Every line from the first one in the data below through the line holding "like point(926, 110)." is to be written out exactly, with the pictures omitted.

• _Saved entries_
__________

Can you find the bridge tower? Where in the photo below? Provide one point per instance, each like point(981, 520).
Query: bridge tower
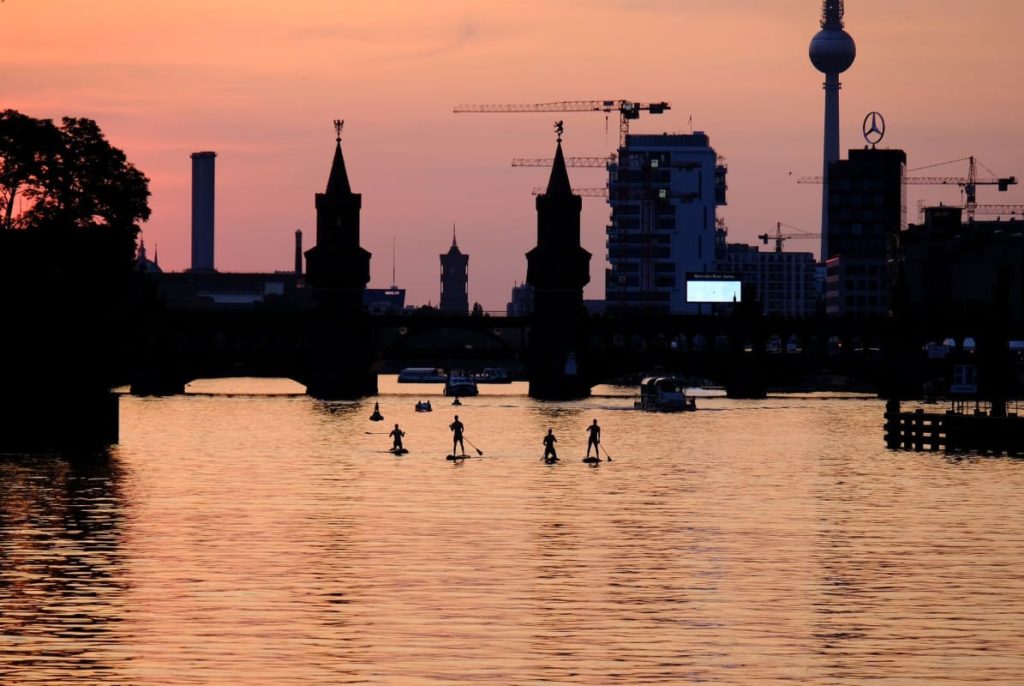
point(338, 270)
point(558, 268)
point(337, 267)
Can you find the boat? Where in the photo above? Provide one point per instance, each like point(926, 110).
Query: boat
point(493, 375)
point(461, 387)
point(421, 375)
point(664, 394)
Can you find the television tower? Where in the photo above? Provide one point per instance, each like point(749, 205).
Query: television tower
point(832, 51)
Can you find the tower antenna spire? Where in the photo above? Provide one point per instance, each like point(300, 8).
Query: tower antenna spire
point(832, 13)
point(832, 52)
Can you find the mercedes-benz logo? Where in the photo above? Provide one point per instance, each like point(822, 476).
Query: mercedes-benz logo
point(873, 128)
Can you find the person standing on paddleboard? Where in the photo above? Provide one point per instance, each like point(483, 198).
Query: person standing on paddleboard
point(549, 447)
point(397, 434)
point(594, 439)
point(457, 429)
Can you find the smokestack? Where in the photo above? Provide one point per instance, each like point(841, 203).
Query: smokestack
point(203, 178)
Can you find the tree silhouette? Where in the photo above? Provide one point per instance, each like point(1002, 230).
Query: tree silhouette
point(70, 176)
point(27, 145)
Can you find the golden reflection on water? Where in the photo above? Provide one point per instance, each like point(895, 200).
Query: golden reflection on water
point(271, 540)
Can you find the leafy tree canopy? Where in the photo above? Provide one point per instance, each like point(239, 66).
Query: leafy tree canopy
point(68, 176)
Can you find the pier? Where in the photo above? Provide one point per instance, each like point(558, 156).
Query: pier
point(958, 429)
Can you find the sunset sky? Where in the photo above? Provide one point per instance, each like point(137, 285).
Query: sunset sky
point(260, 82)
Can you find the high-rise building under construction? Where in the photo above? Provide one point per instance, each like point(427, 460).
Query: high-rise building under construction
point(664, 191)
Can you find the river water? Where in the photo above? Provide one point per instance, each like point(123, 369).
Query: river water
point(242, 538)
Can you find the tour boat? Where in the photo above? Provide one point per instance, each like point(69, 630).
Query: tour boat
point(664, 394)
point(421, 375)
point(461, 387)
point(493, 375)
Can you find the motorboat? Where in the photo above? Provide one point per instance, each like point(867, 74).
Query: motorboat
point(461, 387)
point(493, 375)
point(664, 394)
point(421, 375)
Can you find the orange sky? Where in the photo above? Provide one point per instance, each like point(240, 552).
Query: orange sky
point(259, 82)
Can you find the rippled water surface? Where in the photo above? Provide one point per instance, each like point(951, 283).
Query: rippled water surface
point(237, 539)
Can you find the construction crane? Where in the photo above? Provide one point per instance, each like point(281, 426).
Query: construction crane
point(598, 191)
point(1012, 211)
point(569, 162)
point(779, 238)
point(628, 110)
point(969, 184)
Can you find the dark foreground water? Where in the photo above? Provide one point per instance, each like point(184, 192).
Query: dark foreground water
point(270, 540)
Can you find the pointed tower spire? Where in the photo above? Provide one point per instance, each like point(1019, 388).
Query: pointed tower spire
point(558, 183)
point(337, 183)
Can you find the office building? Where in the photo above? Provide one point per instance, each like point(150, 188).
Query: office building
point(866, 212)
point(782, 283)
point(664, 193)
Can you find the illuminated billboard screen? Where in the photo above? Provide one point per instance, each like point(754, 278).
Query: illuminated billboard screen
point(713, 288)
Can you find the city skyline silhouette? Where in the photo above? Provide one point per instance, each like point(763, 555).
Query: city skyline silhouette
point(260, 85)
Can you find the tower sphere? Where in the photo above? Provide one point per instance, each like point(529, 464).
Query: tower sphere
point(833, 50)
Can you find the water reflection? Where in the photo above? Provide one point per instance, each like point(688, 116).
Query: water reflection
point(61, 577)
point(272, 540)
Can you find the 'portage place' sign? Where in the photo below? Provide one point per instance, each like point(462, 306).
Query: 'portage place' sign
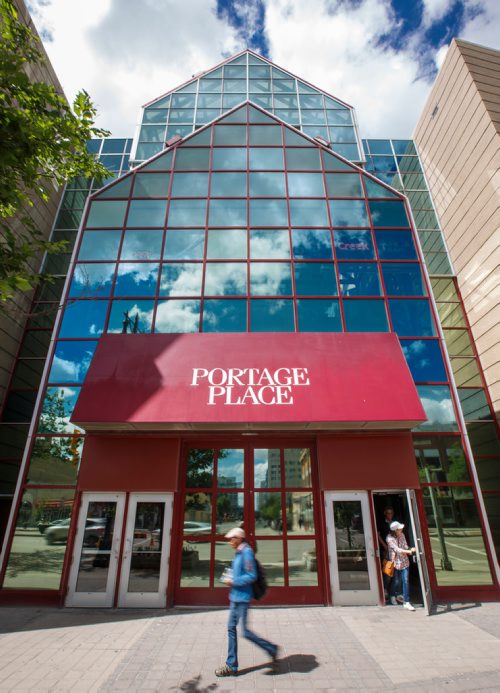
point(240, 386)
point(248, 381)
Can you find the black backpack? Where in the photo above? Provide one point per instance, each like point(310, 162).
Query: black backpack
point(260, 584)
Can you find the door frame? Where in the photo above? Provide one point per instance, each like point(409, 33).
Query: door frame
point(370, 597)
point(96, 599)
point(144, 600)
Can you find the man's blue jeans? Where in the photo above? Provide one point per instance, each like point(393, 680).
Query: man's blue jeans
point(401, 576)
point(237, 611)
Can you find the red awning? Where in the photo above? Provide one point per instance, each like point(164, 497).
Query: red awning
point(248, 381)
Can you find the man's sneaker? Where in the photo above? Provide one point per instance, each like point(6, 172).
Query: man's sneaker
point(226, 671)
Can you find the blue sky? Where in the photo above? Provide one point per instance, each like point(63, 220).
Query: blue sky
point(381, 56)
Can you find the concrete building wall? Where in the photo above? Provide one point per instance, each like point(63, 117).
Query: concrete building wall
point(459, 143)
point(13, 321)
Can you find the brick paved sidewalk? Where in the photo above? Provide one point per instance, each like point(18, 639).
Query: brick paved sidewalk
point(323, 649)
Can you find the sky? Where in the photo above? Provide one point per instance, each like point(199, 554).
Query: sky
point(380, 56)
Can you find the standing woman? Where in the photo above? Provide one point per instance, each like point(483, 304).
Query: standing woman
point(398, 553)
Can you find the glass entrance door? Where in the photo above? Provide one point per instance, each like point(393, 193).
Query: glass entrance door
point(96, 551)
point(353, 573)
point(144, 572)
point(268, 491)
point(137, 552)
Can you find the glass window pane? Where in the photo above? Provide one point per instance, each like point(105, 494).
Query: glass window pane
point(229, 158)
point(230, 134)
point(343, 185)
point(424, 359)
point(267, 184)
point(359, 279)
point(412, 317)
point(348, 213)
point(106, 213)
point(266, 158)
point(151, 184)
point(147, 213)
point(312, 244)
point(354, 245)
point(136, 279)
point(71, 361)
point(315, 279)
point(302, 563)
point(182, 279)
point(141, 245)
point(318, 315)
point(190, 184)
point(228, 185)
point(268, 212)
point(83, 319)
point(271, 316)
point(474, 403)
point(308, 213)
point(224, 315)
point(184, 244)
point(91, 280)
point(365, 316)
point(227, 243)
point(268, 514)
point(177, 316)
point(99, 245)
point(191, 159)
point(438, 406)
point(230, 468)
point(440, 459)
point(395, 245)
point(306, 185)
point(131, 316)
point(187, 213)
point(455, 531)
point(270, 279)
point(403, 279)
point(306, 159)
point(267, 245)
point(25, 569)
point(226, 279)
point(267, 468)
point(227, 213)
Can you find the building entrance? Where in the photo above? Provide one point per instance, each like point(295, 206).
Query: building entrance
point(121, 550)
point(271, 493)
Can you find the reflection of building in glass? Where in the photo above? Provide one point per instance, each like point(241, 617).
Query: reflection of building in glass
point(239, 219)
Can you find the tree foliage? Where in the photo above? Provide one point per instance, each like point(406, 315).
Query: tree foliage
point(42, 144)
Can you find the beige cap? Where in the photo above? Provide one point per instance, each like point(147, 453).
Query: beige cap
point(236, 532)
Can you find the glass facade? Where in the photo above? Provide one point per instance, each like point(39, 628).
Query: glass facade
point(246, 225)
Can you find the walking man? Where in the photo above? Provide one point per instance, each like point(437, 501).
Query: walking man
point(243, 574)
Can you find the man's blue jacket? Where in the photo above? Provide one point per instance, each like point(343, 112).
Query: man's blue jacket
point(244, 574)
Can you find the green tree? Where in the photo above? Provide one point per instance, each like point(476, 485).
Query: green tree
point(42, 144)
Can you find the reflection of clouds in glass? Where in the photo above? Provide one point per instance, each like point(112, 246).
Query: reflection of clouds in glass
point(181, 280)
point(225, 279)
point(269, 244)
point(270, 278)
point(178, 316)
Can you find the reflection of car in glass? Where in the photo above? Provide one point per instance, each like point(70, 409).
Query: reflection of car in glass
point(197, 528)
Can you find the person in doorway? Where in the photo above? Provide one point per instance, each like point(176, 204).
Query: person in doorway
point(240, 579)
point(384, 526)
point(398, 553)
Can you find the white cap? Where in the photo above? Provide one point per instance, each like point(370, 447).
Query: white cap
point(236, 532)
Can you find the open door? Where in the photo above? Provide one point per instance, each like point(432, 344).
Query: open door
point(421, 562)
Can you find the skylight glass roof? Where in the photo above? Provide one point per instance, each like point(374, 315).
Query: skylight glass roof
point(247, 77)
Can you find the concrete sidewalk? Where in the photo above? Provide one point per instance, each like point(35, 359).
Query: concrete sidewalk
point(323, 649)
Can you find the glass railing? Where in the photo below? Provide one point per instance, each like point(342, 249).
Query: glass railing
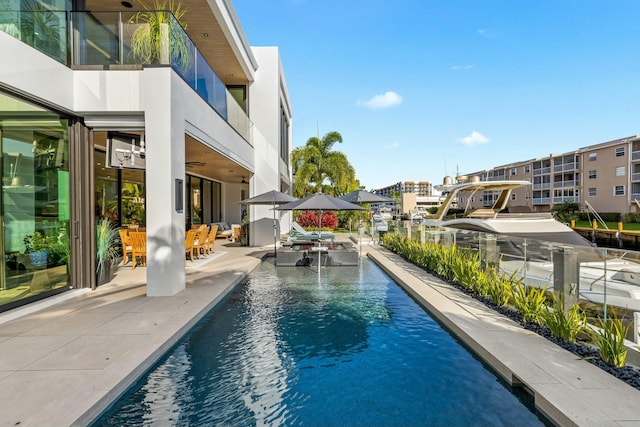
point(126, 40)
point(599, 279)
point(43, 30)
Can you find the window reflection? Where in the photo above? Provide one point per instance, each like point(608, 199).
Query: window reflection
point(35, 201)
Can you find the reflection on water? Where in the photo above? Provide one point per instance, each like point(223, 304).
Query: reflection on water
point(343, 347)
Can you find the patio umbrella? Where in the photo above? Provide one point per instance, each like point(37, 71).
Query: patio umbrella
point(320, 202)
point(272, 198)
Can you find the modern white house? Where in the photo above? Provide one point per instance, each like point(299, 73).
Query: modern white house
point(165, 137)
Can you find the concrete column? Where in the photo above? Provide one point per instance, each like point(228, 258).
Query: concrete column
point(165, 142)
point(489, 247)
point(566, 275)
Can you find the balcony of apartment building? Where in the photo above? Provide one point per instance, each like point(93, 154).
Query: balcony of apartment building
point(565, 199)
point(635, 151)
point(129, 40)
point(566, 183)
point(542, 168)
point(563, 166)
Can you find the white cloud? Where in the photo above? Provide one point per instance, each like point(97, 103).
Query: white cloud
point(461, 67)
point(386, 100)
point(474, 139)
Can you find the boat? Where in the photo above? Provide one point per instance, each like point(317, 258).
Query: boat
point(517, 221)
point(614, 281)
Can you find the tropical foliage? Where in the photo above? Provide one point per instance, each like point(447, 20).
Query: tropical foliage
point(609, 336)
point(318, 168)
point(463, 267)
point(310, 219)
point(155, 24)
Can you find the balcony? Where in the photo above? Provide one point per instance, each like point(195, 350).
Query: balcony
point(565, 167)
point(542, 171)
point(541, 200)
point(542, 186)
point(126, 40)
point(565, 184)
point(566, 199)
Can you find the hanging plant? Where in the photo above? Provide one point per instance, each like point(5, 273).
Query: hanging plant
point(159, 39)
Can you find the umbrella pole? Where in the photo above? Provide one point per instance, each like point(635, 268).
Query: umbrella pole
point(275, 233)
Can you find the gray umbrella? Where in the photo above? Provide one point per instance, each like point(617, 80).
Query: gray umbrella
point(362, 196)
point(320, 202)
point(272, 198)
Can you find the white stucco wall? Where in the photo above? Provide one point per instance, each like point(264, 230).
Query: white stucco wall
point(30, 71)
point(265, 102)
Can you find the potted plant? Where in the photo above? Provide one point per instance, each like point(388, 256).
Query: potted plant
point(38, 246)
point(159, 38)
point(106, 249)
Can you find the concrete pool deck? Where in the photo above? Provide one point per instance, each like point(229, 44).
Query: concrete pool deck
point(63, 364)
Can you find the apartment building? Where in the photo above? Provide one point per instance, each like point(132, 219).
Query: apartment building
point(412, 196)
point(165, 137)
point(605, 176)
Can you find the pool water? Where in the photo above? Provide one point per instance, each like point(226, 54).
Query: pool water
point(343, 347)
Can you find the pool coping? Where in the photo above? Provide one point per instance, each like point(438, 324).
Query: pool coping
point(567, 390)
point(64, 364)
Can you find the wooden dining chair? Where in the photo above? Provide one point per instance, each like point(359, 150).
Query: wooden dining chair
point(199, 244)
point(126, 245)
point(210, 243)
point(189, 238)
point(138, 241)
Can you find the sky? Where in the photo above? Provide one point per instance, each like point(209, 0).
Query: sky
point(421, 89)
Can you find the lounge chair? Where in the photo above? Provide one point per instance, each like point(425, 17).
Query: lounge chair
point(299, 233)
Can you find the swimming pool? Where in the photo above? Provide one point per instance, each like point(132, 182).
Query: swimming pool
point(346, 347)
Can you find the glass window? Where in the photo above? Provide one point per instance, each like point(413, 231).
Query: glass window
point(35, 201)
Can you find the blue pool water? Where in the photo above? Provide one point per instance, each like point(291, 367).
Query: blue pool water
point(346, 347)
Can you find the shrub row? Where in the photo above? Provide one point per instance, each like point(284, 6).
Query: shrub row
point(464, 268)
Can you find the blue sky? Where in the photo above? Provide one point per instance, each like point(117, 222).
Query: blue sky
point(422, 88)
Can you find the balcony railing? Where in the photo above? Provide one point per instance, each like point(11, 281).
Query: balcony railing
point(126, 40)
point(542, 171)
point(565, 167)
point(566, 199)
point(562, 184)
point(542, 186)
point(541, 200)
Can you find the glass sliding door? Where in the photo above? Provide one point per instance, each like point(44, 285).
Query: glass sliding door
point(35, 202)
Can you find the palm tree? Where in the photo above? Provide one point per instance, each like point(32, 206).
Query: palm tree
point(317, 168)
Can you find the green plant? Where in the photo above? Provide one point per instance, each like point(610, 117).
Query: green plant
point(609, 336)
point(501, 289)
point(564, 324)
point(530, 302)
point(159, 37)
point(106, 246)
point(38, 242)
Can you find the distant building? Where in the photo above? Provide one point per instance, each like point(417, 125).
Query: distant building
point(605, 176)
point(413, 197)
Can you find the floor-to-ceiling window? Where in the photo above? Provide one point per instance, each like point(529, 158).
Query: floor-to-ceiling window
point(204, 201)
point(120, 193)
point(35, 206)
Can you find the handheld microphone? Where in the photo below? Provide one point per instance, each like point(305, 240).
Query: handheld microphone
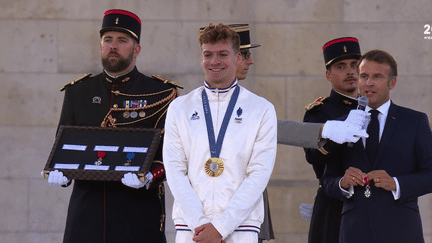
point(363, 101)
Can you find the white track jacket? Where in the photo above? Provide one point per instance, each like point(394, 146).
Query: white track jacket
point(233, 200)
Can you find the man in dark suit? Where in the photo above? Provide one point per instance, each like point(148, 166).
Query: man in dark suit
point(380, 181)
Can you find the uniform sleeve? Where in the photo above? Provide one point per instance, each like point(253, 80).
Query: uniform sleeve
point(176, 167)
point(318, 158)
point(299, 134)
point(258, 173)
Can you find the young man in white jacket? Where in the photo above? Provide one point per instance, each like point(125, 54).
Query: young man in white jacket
point(219, 149)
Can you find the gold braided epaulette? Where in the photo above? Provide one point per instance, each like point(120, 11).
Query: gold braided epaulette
point(166, 81)
point(317, 102)
point(75, 81)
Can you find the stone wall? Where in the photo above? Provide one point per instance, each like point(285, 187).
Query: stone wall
point(47, 43)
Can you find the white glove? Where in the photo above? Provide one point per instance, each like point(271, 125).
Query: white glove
point(306, 211)
point(131, 180)
point(343, 132)
point(358, 118)
point(56, 178)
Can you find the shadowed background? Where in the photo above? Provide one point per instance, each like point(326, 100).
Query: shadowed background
point(47, 43)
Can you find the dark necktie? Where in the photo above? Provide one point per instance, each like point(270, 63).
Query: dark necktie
point(372, 141)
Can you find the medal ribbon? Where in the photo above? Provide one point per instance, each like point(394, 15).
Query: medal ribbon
point(216, 146)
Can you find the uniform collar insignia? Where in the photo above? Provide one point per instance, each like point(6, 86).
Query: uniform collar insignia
point(97, 100)
point(195, 116)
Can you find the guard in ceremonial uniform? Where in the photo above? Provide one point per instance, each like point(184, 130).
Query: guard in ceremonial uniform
point(341, 56)
point(121, 96)
point(266, 232)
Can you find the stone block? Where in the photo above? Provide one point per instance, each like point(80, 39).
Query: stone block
point(289, 49)
point(273, 89)
point(78, 47)
point(291, 164)
point(78, 9)
point(14, 204)
point(404, 41)
point(212, 11)
point(384, 11)
point(47, 206)
point(284, 208)
point(25, 150)
point(413, 92)
point(30, 46)
point(299, 11)
point(32, 99)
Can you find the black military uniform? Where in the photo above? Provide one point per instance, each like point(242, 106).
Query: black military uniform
point(326, 215)
point(108, 211)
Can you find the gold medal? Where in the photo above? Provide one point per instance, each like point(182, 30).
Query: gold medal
point(214, 167)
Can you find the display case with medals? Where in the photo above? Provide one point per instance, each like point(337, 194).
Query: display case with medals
point(95, 153)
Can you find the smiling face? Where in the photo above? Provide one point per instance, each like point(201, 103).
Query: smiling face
point(344, 77)
point(219, 62)
point(118, 52)
point(375, 83)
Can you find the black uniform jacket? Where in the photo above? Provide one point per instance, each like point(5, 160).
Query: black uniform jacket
point(326, 216)
point(110, 211)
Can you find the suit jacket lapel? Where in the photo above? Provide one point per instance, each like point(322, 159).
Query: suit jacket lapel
point(392, 120)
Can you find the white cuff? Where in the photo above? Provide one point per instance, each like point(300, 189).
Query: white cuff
point(396, 194)
point(347, 194)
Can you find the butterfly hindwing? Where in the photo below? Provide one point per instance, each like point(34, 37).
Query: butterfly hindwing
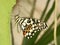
point(30, 26)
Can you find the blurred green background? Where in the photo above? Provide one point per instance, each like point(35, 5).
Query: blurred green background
point(48, 36)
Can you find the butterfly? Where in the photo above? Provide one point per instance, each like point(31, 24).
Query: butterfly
point(30, 26)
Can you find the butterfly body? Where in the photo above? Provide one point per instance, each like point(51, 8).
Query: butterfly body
point(30, 26)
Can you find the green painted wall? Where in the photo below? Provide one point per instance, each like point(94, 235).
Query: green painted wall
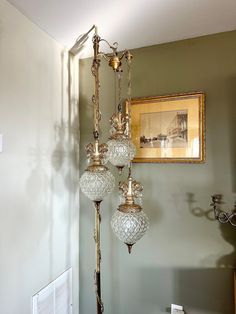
point(186, 257)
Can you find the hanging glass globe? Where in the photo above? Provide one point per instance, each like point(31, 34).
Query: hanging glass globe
point(120, 151)
point(96, 182)
point(129, 227)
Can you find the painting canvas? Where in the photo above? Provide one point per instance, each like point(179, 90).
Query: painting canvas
point(169, 128)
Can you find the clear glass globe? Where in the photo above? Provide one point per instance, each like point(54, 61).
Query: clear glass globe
point(97, 184)
point(129, 227)
point(120, 151)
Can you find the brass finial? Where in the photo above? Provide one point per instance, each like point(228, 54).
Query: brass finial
point(129, 247)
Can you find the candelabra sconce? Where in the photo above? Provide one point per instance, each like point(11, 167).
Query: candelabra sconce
point(220, 215)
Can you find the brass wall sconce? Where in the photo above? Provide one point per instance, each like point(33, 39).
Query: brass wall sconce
point(220, 215)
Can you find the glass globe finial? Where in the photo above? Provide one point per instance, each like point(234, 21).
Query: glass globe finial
point(129, 222)
point(97, 181)
point(121, 150)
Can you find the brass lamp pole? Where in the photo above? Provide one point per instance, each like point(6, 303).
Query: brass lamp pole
point(97, 181)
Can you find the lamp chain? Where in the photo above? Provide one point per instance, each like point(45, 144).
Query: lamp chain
point(128, 59)
point(95, 97)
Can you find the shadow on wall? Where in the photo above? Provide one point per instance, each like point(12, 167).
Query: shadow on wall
point(232, 129)
point(228, 232)
point(198, 290)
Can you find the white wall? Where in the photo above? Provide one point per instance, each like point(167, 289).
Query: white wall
point(38, 209)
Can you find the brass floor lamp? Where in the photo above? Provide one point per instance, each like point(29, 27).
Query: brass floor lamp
point(129, 222)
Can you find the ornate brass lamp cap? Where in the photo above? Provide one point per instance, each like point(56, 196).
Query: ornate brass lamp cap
point(115, 63)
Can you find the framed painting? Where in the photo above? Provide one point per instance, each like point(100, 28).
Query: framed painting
point(169, 128)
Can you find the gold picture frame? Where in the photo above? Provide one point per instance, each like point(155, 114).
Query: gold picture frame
point(169, 129)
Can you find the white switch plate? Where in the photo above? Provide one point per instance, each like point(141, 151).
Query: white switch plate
point(0, 143)
point(176, 309)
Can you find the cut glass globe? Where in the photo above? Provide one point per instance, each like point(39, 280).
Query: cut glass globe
point(129, 227)
point(97, 183)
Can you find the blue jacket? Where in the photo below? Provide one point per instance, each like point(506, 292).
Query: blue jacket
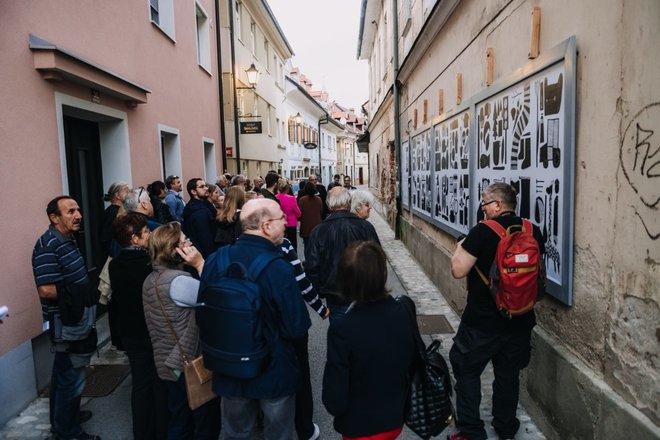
point(199, 225)
point(290, 320)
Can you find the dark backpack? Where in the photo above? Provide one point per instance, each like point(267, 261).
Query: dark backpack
point(517, 276)
point(230, 316)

__________

• _YOUR SOLUTION_
Can you find the bridge tower? Where in the photo below? Provide one point per instance, each like point(981, 520).
Query: bridge tower
point(338, 270)
point(558, 268)
point(337, 267)
Can you find the boat? Where in the photo above? Provide one point per instance, each like point(926, 110).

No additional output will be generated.